Work order: Reproduce, with no alteration, the span of lines that begins at the line containing "[locate] parked car" and ends at the last line of the records, both ends included, and nothing else.

Dataset excerpts Block Start

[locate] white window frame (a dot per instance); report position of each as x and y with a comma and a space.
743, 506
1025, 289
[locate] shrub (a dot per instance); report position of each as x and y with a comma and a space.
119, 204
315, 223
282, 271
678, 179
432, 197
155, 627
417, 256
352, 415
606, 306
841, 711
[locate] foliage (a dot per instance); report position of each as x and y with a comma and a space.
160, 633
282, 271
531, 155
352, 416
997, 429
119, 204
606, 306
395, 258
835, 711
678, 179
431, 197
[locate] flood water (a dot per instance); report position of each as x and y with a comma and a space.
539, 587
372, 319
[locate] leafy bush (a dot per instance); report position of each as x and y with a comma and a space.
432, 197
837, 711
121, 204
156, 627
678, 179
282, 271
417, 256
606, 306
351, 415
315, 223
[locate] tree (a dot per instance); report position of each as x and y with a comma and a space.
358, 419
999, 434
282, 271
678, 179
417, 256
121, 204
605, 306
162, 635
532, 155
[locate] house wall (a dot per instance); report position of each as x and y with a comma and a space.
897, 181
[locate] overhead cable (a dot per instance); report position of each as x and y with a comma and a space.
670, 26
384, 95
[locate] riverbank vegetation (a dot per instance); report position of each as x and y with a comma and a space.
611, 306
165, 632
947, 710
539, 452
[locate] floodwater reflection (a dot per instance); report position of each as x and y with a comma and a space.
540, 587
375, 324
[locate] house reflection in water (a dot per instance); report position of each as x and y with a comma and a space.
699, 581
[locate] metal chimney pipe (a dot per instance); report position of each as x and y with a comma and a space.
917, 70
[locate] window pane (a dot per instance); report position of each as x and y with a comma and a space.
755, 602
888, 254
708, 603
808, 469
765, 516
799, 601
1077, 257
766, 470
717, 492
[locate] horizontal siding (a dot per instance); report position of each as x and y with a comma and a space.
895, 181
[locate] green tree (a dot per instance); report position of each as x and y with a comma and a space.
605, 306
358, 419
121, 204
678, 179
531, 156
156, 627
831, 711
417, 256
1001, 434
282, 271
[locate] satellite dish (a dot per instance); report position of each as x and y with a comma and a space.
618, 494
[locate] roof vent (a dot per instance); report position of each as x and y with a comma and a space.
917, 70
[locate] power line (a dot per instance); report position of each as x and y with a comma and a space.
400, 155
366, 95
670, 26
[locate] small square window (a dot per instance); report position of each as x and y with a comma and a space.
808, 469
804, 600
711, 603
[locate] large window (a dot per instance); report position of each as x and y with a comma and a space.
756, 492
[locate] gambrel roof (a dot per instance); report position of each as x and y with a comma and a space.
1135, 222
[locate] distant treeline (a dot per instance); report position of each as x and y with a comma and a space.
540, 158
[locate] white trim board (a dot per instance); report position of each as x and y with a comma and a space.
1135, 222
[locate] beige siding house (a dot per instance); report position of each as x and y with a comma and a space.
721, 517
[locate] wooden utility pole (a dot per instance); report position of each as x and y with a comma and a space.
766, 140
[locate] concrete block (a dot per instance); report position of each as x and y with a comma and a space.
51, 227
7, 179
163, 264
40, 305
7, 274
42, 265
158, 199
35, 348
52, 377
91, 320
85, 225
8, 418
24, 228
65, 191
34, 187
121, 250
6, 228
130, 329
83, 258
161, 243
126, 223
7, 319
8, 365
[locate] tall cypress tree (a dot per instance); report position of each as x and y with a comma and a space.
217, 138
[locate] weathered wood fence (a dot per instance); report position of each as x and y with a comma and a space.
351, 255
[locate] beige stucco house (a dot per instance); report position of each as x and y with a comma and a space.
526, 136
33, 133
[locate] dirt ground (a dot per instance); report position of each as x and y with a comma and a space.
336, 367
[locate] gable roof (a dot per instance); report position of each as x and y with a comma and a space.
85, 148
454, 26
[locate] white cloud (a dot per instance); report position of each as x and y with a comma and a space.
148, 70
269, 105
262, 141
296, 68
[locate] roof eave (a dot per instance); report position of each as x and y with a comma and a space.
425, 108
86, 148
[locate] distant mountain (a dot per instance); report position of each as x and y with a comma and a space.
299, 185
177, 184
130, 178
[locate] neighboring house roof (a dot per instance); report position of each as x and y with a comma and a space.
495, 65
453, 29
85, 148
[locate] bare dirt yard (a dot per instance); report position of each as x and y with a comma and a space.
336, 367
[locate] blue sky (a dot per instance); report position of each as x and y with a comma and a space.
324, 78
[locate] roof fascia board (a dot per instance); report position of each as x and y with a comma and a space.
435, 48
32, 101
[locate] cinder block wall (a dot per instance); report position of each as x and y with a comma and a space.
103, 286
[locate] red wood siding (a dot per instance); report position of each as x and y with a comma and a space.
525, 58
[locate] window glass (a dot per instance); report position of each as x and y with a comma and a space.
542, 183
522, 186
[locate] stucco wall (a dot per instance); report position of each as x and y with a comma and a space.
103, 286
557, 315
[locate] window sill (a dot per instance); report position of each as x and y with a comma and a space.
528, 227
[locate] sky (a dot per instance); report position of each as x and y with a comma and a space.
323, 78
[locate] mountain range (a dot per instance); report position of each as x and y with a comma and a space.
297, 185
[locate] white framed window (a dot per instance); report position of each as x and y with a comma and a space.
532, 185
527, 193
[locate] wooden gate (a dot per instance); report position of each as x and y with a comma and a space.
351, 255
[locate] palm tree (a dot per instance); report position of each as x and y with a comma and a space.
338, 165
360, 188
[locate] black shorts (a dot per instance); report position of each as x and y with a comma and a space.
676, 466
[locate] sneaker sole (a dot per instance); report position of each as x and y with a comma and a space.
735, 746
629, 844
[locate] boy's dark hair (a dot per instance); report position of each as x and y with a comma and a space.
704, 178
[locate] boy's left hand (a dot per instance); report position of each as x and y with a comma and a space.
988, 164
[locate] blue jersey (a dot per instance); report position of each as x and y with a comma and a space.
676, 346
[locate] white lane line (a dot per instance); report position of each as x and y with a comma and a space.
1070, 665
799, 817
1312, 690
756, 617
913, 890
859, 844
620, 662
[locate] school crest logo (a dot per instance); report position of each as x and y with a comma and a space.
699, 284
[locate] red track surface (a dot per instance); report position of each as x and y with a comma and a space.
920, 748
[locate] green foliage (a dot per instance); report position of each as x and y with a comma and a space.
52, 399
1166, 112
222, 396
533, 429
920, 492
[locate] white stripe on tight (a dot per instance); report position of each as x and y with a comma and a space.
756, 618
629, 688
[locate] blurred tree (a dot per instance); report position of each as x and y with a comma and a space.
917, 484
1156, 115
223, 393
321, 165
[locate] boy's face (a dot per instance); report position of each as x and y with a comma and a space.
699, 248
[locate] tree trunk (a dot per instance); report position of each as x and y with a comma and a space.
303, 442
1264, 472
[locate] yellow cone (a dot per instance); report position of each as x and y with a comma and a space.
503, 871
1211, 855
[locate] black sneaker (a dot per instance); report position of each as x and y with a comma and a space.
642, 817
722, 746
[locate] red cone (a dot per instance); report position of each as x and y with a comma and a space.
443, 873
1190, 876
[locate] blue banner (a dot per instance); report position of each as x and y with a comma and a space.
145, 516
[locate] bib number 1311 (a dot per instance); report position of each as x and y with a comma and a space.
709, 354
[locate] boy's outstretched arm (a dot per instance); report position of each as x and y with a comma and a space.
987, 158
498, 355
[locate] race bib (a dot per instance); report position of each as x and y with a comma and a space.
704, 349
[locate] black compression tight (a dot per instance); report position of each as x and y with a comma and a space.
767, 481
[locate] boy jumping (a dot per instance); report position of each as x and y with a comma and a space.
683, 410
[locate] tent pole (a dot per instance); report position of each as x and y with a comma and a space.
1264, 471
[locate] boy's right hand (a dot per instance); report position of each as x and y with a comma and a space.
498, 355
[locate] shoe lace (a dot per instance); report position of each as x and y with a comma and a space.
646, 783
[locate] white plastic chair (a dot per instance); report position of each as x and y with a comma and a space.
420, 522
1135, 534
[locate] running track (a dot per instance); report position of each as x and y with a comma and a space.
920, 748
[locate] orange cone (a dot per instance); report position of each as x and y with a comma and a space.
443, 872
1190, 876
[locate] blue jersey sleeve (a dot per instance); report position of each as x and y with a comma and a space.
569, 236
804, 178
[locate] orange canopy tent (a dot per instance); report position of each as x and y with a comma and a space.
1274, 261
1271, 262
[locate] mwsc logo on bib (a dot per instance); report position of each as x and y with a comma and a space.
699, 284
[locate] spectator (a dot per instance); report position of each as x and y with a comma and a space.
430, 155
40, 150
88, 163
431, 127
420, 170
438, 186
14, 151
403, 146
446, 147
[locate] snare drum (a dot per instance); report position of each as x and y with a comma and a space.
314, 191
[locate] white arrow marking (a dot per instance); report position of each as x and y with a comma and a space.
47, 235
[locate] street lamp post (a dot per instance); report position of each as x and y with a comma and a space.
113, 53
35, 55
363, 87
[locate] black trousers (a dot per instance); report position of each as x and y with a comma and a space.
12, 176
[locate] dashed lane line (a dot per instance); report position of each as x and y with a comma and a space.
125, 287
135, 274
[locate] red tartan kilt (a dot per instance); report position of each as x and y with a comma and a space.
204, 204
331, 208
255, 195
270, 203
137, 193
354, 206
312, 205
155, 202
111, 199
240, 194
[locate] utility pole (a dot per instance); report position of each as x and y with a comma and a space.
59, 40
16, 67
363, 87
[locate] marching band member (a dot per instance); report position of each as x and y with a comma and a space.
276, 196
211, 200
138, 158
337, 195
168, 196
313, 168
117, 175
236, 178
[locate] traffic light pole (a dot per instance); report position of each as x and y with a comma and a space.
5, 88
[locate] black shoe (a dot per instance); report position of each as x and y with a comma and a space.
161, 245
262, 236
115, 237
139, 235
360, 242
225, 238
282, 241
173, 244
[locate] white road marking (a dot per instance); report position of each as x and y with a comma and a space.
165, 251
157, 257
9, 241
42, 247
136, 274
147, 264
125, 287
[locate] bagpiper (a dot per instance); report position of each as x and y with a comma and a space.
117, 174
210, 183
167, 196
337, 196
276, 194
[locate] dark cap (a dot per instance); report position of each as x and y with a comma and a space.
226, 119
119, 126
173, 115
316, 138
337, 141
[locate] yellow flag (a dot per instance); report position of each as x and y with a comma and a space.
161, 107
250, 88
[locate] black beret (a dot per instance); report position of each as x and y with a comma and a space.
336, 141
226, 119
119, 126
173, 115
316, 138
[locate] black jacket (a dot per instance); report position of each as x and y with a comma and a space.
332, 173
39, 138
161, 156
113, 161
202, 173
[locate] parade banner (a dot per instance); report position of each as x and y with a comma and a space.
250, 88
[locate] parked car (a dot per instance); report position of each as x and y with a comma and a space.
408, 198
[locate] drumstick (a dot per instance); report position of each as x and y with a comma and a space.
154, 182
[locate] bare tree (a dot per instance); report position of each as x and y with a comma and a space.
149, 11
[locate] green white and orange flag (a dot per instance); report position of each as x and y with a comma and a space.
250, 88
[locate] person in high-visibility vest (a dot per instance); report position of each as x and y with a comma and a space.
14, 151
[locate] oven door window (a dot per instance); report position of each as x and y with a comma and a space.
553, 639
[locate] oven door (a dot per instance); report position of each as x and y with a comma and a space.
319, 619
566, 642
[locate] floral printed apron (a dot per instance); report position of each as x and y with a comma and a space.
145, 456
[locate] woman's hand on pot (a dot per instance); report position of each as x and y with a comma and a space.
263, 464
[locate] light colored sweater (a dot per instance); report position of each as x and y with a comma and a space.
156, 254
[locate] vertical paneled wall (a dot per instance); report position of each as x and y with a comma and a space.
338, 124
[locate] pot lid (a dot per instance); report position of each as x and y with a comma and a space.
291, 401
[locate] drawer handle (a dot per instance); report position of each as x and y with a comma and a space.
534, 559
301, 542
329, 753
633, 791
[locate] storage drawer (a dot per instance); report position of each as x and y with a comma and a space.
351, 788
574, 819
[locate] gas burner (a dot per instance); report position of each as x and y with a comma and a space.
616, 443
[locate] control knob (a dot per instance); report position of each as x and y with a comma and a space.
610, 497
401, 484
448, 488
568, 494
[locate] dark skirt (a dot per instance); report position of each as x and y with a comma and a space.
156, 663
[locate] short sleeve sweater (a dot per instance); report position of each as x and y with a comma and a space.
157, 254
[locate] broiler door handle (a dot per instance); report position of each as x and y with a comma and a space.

Dataset excerpts Block End

Exercise solution:
[locate] parked car (a dot per instance); report position of each as x and y with a comma and a space.
408, 198
[locate] drumstick (a dot per instance); report position of each as x and y with a comma and a space.
154, 182
[locate] bare tree (a dot per instance); report position of each as x and y with a comma and a space.
149, 11
[locate] green white and orange flag (a dot per instance); report position of each as x and y with a comma and a space.
250, 88
[locate] person in high-visibility vest (a dot per instance); report position of each as x and y with a comma and a space.
14, 151
[locate] oven door window (a dot per instance); report position of each as x and y with a comma and a space.
553, 639
[locate] oven door (a dot per instance); report position of each as x and y with a comma and a space.
319, 619
566, 642
[locate] floral printed apron (a dot per instance); report position of each as x and y with a comma and a space.
145, 456
[locate] woman's hand on pot (a dot per instance); report position of each as x and y with a comma and a space.
263, 464
[locate] light colored sweater (a dot per instance); report position of each as x and y with a comma and a space.
156, 254
[locate] vertical paneled wall (a dot per instance); report position of each as x and y with a comma and a space.
338, 124
[locate] pot lid (a dot per instance); report position of each as x and y with a comma and a space.
291, 401
[locate] drawer handle (a dot per instance); report position of each as x and y with a comma and a space.
534, 559
301, 542
329, 753
633, 791
[locate] storage drawer (a dot per instance); report position of each as x and y with a comma and a space.
351, 788
574, 819
[locate] gas burner (a dot per instance); report position of each as x and y with a comma and a space.
616, 443
[locate] control knob (a dot per instance); report position of each as x and y with a comma and a space.
610, 497
401, 484
448, 488
568, 494
[locate] dark skirt (a dot per instance); report position of each as x and y with a comma and a space.
156, 663
[locate] short sleeve sweater (a dot per instance); report position of each as x and y with a comma and a space.
157, 254
[locate] broiler door handle (a dot per instance); report position of each as x and y with a comma and a space.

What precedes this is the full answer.